# EXERCISE DESCRIPTION
From the text below on useless advice, quote word for word the stretch that opens with "Student loans are" and ends after "I was wearing.".

# TEXT SHOWN
On dating and relationships: "Just be confident."
It's not wrong, but spectacularly unhelpful. I mean, a brain surgeon has to be confident to go cutting into somebody's head, but clearly that's not enough, right? Confidence as a romantically-attractive quality is a very particular (and peculiar) performance. Going to a party 110% certain of one's own value, sitting in a corner with a confident set of one's jaw, and silently waiting for the ladies to form a queue is...
...sufficient, apparently, because you just to be confident.
"Why are you making mistakes? Just don't make them!" - my German teacher
Like... yeah, thanks, that's very helpful! Why didn't I think of that?!
Student loans are an investment in your future.
I'd have been better off becoming an electrician.
"Think harder." You are already thinking, trying to come up with an answer and aren't able to. What does "think harder" even mean?
Me: *Suffers from severe depression and anxiety as a teen*
My family: You're just gonna have to deal with it!
They've since gotten my brother treatment for the exact same thing. Meanwhile, I'm still severely depressed and totally untreated because I can't fucking afford it.
When I was a teen I worked as a waiter at a dirty smokehouse/bbq place.
One of the kitchen staff there would make sexual comments about me. Say things like "You're lucky you look good because you're so stupid." And would ask what kind of underwear I was wearing.

# DATA SUPPLIED
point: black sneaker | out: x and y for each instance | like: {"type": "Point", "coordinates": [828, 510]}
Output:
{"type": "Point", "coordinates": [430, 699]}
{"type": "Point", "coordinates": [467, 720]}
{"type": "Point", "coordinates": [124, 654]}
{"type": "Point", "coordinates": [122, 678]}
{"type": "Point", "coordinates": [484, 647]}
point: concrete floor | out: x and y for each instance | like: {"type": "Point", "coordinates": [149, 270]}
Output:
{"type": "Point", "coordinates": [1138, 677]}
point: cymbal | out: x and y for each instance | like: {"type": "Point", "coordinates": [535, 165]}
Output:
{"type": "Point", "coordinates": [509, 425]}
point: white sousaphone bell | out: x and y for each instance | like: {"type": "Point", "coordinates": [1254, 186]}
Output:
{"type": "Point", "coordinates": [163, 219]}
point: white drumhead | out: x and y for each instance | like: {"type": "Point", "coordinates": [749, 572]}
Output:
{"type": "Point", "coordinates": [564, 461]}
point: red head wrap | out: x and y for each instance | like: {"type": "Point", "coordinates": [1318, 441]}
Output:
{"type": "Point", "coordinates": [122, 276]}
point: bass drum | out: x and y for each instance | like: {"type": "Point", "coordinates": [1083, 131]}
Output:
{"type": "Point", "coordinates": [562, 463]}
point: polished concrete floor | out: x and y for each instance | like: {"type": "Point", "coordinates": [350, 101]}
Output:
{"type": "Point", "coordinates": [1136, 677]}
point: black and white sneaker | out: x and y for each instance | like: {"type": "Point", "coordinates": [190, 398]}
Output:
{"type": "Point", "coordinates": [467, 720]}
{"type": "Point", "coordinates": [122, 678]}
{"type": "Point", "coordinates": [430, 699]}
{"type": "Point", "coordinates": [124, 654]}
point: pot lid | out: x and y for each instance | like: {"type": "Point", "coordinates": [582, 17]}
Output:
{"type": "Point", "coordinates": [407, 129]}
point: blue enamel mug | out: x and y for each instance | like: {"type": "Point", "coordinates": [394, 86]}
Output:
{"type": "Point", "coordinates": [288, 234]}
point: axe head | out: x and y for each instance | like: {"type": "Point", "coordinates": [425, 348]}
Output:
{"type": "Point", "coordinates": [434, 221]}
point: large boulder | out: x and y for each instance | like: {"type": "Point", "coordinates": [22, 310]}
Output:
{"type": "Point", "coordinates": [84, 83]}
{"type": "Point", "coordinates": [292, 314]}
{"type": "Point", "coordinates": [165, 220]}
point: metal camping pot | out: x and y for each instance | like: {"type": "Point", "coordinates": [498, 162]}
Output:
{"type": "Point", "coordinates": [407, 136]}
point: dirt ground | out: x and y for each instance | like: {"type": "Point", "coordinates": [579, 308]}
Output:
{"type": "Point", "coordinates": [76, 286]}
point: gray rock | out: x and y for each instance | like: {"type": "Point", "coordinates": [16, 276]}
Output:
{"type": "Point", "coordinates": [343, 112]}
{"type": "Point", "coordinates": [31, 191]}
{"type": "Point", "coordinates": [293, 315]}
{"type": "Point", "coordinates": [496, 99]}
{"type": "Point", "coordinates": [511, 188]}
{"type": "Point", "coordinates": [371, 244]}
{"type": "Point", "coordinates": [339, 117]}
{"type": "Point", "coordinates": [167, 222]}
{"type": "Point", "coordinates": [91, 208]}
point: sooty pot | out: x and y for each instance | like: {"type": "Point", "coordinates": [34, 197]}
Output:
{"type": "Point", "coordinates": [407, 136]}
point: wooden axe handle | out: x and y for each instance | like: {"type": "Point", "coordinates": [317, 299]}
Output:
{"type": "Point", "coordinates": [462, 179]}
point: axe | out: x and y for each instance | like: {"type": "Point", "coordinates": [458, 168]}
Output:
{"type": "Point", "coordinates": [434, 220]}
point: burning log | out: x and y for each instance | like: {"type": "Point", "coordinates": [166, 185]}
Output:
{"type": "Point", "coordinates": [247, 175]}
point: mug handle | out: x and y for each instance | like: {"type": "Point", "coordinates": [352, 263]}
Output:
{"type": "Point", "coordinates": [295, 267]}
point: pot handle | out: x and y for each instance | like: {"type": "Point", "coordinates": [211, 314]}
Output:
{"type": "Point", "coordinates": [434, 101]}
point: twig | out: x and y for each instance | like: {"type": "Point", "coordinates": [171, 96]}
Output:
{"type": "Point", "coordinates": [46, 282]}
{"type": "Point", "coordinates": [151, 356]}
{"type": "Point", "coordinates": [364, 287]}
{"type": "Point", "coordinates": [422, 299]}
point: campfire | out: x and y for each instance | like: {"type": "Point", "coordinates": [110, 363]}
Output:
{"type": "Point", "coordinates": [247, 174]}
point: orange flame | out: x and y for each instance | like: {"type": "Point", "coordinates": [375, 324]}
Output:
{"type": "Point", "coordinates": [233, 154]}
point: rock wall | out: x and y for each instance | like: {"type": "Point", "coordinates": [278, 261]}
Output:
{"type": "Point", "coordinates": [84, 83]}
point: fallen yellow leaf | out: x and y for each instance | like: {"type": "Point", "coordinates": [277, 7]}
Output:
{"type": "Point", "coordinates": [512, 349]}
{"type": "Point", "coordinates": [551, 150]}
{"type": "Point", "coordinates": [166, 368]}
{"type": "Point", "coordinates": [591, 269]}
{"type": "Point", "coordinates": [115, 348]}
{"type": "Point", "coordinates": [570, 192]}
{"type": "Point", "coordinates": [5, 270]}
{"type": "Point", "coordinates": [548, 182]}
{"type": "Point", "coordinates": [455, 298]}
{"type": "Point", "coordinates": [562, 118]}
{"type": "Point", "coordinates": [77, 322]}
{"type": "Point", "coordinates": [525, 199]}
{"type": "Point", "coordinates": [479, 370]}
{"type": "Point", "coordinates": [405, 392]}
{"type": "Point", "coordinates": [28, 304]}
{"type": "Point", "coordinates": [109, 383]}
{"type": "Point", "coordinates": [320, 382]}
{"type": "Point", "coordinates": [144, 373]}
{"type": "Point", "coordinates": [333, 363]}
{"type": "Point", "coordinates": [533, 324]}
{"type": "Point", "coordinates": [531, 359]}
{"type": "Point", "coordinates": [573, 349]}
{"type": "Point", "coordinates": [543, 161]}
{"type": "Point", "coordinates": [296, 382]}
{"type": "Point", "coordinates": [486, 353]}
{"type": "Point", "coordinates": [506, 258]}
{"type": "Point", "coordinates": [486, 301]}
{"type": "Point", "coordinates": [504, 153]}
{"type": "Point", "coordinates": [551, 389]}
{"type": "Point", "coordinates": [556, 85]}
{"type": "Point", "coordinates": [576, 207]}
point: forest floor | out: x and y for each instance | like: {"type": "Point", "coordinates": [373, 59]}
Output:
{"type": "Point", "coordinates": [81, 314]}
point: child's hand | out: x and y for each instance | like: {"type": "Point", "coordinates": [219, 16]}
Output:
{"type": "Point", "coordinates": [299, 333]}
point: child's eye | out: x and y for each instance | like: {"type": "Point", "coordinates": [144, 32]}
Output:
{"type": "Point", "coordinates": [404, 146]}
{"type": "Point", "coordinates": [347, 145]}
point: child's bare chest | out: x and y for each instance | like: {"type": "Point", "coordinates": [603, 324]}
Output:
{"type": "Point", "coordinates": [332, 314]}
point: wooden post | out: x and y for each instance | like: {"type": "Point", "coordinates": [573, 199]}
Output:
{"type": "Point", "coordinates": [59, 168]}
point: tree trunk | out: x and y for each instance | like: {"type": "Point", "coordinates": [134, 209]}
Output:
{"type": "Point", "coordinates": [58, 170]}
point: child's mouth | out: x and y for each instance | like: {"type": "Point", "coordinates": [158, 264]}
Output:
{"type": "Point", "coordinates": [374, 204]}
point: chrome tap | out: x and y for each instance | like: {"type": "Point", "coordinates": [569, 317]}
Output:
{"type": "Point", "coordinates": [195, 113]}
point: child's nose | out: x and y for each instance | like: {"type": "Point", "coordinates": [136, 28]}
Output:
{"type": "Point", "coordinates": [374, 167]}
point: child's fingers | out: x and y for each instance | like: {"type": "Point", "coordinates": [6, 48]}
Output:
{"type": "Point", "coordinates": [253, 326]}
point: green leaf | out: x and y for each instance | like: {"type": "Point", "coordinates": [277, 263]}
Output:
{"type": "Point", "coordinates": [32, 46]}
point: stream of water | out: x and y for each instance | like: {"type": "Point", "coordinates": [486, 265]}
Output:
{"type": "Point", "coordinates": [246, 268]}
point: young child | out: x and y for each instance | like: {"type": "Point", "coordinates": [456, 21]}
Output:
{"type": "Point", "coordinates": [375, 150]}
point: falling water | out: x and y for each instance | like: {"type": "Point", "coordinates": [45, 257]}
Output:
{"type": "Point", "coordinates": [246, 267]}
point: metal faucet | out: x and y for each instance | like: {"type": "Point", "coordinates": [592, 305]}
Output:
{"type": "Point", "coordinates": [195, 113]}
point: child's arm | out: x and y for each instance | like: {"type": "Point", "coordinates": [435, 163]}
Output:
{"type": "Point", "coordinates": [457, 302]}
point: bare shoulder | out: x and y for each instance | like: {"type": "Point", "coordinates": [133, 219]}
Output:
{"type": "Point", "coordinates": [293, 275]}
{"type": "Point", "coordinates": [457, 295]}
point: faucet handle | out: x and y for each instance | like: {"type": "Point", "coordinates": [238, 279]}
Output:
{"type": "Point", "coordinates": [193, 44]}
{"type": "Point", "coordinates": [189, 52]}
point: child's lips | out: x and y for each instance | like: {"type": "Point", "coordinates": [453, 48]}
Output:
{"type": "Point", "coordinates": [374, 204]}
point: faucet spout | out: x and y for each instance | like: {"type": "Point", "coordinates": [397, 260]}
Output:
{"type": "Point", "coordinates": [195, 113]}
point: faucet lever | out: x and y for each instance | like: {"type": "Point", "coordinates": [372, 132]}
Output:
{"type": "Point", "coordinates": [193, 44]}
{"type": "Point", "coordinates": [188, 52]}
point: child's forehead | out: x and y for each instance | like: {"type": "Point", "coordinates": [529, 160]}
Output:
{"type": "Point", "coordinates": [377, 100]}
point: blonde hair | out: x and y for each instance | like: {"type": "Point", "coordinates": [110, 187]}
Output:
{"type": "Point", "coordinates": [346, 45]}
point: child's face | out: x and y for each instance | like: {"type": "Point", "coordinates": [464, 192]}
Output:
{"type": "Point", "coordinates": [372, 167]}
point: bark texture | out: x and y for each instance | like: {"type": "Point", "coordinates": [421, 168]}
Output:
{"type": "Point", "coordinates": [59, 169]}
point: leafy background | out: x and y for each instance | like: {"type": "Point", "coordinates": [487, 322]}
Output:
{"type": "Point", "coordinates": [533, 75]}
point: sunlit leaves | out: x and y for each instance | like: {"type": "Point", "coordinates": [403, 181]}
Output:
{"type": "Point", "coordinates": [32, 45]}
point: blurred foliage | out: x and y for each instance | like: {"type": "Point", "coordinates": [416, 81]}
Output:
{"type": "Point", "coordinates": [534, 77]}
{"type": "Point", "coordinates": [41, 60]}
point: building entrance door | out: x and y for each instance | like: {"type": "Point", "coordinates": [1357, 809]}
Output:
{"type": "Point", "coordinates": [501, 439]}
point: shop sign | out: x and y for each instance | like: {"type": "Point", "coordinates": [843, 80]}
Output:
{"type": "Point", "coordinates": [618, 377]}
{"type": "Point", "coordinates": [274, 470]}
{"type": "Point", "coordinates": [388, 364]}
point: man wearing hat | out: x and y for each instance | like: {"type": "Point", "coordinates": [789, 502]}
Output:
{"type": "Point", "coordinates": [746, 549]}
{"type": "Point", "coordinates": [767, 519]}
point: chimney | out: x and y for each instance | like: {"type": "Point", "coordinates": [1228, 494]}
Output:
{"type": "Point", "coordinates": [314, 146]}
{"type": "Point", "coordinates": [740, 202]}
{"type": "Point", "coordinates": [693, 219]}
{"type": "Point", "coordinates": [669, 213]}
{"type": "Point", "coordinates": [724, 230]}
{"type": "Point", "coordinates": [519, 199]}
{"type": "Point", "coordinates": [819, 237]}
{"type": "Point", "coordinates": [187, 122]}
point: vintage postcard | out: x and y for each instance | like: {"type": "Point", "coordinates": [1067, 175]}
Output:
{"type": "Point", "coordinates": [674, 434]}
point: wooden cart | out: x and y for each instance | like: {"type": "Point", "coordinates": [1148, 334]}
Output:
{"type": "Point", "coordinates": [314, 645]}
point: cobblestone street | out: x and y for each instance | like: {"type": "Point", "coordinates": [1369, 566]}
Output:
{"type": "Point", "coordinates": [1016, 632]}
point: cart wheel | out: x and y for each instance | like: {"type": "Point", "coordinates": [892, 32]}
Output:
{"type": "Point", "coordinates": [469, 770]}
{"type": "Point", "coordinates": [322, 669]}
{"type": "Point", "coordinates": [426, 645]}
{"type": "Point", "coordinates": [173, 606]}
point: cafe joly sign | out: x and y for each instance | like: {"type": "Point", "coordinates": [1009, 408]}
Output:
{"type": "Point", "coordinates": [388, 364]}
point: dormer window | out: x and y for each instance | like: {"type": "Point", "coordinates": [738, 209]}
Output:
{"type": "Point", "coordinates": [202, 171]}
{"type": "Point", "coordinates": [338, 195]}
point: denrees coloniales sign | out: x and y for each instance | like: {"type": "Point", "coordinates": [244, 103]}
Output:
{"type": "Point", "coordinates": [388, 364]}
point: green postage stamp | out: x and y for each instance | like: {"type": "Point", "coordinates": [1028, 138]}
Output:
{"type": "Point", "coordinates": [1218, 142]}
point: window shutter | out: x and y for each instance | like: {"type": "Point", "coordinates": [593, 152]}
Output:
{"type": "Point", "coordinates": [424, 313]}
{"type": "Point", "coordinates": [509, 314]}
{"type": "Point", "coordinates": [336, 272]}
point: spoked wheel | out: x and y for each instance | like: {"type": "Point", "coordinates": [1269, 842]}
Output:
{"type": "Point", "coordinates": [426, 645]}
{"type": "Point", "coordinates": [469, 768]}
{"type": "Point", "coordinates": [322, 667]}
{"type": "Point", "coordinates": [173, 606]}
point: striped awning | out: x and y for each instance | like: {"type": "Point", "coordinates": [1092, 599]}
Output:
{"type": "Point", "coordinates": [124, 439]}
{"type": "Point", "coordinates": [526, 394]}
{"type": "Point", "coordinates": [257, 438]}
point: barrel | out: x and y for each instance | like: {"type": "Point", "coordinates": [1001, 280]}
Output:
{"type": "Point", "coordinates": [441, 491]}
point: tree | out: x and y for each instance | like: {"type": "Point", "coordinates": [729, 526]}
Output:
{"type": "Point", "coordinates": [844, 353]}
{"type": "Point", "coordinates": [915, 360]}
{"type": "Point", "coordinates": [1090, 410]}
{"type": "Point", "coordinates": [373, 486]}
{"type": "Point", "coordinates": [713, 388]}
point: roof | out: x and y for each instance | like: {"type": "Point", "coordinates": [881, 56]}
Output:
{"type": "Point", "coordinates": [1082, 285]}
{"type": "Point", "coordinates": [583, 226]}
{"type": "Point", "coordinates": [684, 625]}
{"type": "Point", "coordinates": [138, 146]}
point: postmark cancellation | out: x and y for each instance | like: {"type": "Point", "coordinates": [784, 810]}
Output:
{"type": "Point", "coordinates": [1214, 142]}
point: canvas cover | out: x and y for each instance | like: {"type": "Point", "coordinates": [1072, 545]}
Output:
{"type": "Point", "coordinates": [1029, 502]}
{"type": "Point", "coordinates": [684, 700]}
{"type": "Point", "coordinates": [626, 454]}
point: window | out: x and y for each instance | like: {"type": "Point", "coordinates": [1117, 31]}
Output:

# ANSWER SPACE
Student loans are an investment in your future.
I'd have been better off becoming an electrician.
"Think harder." You are already thinking, trying to come up with an answer and aren't able to. What does "think harder" even mean?
Me: *Suffers from severe depression and anxiety as a teen*
My family: You're just gonna have to deal with it!
They've since gotten my brother treatment for the exact same thing. Meanwhile, I'm still severely depressed and totally untreated because I can't fucking afford it.
When I was a teen I worked as a waiter at a dirty smokehouse/bbq place.
One of the kitchen staff there would make sexual comments about me. Say things like "You're lucky you look good because you're so stupid." And would ask what kind of underwear I was wearing.